━━ RECORDS SUPPLIED ━━

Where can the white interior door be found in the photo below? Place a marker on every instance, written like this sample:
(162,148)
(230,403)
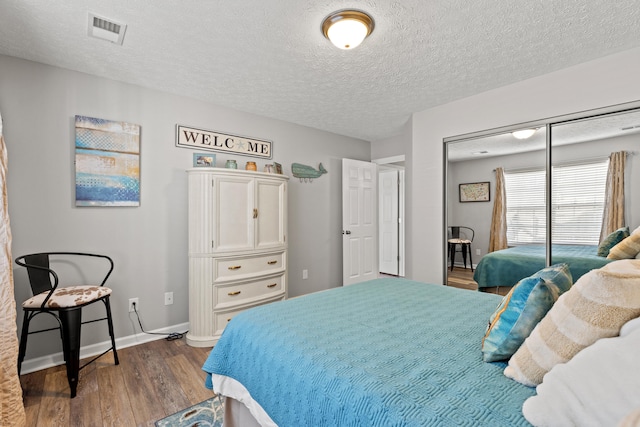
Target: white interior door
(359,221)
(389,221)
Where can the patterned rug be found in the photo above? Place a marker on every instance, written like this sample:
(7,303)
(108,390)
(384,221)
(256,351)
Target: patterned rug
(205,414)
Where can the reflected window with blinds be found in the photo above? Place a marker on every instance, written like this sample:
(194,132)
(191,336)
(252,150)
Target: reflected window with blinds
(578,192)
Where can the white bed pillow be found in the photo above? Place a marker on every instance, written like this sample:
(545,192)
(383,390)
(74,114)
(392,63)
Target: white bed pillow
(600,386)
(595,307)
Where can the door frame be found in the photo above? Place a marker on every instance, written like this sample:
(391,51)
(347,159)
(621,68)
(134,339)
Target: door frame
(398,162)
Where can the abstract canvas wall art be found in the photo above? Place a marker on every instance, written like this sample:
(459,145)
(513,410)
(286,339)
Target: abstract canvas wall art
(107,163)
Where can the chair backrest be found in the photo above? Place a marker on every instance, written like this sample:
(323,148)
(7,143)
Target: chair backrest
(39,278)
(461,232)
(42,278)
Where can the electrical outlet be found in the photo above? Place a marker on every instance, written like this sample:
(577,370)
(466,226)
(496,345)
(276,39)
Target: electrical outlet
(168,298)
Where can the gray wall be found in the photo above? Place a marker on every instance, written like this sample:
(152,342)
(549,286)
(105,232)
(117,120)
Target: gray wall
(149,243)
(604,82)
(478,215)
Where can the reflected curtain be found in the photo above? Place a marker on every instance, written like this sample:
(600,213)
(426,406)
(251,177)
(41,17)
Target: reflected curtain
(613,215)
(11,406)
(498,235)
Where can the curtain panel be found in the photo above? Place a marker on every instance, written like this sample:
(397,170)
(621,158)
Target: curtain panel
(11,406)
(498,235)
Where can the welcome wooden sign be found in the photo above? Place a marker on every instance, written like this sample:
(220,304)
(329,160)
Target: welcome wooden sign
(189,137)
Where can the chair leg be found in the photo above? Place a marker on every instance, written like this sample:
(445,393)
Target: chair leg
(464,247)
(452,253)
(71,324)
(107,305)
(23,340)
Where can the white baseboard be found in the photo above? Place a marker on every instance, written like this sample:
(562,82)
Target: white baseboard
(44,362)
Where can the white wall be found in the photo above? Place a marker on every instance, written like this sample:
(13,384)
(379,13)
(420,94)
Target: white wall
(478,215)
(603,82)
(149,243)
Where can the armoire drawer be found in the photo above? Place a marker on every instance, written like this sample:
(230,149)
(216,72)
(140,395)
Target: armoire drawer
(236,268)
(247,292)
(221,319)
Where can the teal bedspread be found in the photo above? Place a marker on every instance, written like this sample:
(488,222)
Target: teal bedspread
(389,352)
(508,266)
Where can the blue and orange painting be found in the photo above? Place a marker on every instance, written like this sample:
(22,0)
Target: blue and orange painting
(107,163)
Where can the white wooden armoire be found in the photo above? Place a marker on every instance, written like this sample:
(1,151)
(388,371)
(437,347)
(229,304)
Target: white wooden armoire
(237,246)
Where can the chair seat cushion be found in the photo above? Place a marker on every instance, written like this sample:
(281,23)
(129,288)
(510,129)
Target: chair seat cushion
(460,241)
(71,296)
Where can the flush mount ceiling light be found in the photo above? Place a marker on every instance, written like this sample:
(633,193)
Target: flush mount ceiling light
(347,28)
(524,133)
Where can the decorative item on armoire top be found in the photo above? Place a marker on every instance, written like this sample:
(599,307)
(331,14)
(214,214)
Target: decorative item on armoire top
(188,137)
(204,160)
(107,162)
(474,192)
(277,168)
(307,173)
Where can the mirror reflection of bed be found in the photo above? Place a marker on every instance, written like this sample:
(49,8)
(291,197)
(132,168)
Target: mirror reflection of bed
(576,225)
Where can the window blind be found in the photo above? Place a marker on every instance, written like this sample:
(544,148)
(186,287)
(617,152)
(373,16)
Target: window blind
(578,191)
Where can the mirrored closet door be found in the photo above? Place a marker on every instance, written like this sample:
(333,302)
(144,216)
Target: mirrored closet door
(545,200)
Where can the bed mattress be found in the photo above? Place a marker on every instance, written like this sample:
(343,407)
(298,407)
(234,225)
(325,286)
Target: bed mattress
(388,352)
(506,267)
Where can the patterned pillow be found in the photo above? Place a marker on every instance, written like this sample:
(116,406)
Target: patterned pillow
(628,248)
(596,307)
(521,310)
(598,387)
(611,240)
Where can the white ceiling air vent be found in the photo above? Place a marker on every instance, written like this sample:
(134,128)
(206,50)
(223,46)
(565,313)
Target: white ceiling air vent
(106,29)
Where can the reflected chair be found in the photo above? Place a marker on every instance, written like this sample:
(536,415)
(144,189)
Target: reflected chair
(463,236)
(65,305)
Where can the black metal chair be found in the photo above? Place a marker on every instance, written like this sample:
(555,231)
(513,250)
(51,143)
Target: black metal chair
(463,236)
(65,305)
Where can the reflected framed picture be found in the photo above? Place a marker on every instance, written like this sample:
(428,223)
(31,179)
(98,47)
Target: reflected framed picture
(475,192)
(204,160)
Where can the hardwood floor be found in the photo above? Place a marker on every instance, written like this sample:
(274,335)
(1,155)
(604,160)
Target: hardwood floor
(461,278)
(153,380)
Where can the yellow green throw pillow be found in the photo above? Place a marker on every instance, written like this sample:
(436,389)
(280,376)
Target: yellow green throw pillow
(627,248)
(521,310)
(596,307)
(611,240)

━━━
━━ RECORDS SUPPLIED ━━

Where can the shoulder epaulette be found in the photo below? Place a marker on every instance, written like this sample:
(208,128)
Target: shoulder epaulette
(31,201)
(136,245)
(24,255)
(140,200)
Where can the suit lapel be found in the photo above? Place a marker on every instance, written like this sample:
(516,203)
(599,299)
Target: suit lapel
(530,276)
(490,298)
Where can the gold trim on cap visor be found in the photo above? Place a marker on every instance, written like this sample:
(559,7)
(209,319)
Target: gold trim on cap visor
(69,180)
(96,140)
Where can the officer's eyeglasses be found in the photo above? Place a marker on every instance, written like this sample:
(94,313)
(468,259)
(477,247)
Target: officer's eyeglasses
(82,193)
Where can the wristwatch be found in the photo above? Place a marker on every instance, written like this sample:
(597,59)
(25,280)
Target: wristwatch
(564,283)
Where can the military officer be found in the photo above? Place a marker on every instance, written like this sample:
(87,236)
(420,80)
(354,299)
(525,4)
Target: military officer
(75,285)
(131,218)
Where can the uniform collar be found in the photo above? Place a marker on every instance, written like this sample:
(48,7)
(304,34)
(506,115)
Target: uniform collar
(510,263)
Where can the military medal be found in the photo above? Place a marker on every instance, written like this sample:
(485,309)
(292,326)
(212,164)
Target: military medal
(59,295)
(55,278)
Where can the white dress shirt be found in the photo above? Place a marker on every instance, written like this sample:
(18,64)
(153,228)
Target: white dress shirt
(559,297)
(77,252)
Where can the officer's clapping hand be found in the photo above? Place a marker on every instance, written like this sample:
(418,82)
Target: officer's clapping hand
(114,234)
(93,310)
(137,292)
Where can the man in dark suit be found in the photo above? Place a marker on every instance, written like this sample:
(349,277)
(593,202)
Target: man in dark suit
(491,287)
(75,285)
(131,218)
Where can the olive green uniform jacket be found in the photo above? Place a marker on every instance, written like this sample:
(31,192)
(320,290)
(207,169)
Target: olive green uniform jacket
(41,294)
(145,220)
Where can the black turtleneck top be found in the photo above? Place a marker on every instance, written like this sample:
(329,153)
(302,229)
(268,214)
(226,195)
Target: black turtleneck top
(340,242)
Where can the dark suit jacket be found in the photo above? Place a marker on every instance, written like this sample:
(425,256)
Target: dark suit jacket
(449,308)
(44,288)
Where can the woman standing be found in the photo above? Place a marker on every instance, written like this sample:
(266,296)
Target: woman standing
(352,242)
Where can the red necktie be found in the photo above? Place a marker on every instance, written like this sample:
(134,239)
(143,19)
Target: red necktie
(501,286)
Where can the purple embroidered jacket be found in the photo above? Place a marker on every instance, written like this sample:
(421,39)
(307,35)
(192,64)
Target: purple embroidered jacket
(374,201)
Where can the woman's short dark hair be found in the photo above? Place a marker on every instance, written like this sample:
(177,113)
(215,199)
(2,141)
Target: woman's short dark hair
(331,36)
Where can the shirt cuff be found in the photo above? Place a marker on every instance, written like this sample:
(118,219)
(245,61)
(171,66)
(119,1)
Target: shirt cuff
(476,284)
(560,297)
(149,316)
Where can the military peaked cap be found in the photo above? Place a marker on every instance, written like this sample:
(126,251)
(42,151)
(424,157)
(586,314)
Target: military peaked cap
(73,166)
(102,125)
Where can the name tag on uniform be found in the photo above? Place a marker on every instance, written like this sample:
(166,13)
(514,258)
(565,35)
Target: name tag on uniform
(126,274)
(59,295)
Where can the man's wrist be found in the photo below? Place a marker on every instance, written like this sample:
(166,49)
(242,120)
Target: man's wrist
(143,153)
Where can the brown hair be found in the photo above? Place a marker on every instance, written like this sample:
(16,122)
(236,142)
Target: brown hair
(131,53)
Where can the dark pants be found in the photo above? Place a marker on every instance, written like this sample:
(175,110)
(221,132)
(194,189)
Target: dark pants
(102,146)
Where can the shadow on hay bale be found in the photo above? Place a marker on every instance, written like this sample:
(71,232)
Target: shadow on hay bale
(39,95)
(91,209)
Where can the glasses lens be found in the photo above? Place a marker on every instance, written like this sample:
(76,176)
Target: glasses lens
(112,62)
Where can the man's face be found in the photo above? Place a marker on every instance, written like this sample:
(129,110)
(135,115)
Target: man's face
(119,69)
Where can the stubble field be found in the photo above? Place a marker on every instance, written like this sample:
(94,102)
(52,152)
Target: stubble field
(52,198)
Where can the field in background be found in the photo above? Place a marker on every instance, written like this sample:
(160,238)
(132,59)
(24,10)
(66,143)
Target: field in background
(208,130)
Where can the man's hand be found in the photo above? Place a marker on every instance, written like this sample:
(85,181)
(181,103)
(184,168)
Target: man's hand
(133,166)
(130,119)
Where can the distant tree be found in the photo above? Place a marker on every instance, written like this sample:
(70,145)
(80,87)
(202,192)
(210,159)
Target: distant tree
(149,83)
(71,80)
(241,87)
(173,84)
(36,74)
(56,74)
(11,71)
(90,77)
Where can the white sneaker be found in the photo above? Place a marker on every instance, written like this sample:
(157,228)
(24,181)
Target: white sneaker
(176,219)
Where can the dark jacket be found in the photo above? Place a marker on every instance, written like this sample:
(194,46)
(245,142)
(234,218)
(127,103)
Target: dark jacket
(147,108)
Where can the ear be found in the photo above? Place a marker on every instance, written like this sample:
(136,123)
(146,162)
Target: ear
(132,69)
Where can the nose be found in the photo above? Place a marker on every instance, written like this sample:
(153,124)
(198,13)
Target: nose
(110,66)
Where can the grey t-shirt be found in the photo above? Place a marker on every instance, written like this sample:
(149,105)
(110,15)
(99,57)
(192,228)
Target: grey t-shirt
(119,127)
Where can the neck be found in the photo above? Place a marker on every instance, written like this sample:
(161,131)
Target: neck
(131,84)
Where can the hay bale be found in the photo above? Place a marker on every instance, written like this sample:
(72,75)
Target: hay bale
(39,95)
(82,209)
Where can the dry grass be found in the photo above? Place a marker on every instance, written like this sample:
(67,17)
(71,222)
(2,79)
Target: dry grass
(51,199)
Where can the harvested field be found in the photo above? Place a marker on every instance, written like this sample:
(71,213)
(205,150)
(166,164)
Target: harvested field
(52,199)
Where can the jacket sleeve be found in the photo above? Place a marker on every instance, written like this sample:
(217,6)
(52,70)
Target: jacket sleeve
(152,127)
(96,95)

━━━
━━ RECORDS SUPPLIED ━━

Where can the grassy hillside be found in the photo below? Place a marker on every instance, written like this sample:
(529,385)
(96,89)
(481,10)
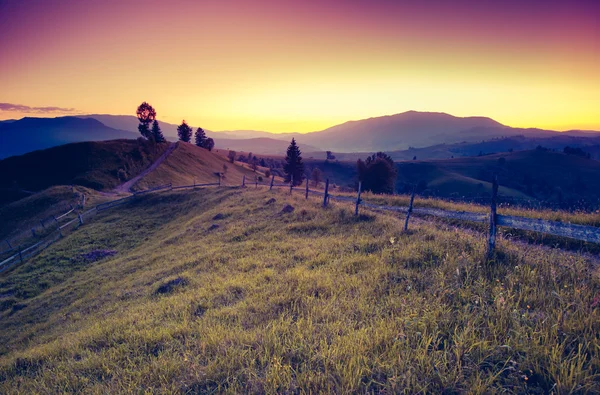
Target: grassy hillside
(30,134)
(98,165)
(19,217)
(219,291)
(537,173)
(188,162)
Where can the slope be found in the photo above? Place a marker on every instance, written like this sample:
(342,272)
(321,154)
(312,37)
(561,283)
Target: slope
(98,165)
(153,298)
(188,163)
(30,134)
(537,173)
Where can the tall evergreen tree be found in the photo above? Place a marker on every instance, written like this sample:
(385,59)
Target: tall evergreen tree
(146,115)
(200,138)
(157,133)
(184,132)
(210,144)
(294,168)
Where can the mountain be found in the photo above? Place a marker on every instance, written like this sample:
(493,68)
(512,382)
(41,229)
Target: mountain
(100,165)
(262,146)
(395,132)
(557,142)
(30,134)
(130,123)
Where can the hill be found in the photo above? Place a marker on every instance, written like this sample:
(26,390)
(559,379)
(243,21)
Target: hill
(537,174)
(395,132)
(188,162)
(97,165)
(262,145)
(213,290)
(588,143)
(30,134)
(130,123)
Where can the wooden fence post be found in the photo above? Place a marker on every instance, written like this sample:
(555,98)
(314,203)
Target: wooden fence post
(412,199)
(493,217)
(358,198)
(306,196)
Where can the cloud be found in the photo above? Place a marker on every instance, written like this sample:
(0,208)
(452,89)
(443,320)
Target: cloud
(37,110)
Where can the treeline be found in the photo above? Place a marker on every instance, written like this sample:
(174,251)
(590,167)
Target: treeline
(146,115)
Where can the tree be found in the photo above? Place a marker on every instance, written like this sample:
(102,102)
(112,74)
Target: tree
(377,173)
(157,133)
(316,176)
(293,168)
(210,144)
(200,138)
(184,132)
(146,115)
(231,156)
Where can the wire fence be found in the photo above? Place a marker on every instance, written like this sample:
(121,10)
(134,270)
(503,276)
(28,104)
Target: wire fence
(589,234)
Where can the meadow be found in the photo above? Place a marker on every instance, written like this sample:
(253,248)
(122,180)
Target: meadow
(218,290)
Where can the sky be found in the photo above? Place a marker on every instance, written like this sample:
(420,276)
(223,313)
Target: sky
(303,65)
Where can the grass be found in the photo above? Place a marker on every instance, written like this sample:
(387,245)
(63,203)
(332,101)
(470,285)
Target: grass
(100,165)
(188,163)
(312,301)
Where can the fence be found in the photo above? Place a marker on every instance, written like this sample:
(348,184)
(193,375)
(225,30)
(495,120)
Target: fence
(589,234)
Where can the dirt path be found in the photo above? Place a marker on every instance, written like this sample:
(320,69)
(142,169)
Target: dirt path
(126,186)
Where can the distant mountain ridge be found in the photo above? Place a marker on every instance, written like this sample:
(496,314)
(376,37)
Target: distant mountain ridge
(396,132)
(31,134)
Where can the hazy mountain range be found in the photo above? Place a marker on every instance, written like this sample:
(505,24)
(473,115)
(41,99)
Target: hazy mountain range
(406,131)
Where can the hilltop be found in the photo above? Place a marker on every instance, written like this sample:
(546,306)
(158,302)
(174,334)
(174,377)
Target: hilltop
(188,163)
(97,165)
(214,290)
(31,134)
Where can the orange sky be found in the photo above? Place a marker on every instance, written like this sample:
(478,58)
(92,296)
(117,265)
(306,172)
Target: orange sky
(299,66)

━━━

• THE TASK
Filter the entries down to the lines that hold "below". Copy those lines.

• ANSWER BOX
Where can the white interior door be found in the photo below? Place a marker on every instance, written like this sample:
Where can the shoulder epaulette be found in the photo below? Place a marker on every instance, written like this sample:
Where can the man's wrist be found in the photo below? Place a marker on every instance, written like this sample:
Where can the grassy hillside be found in the photo below? Place a marker on every instance, written like this sample:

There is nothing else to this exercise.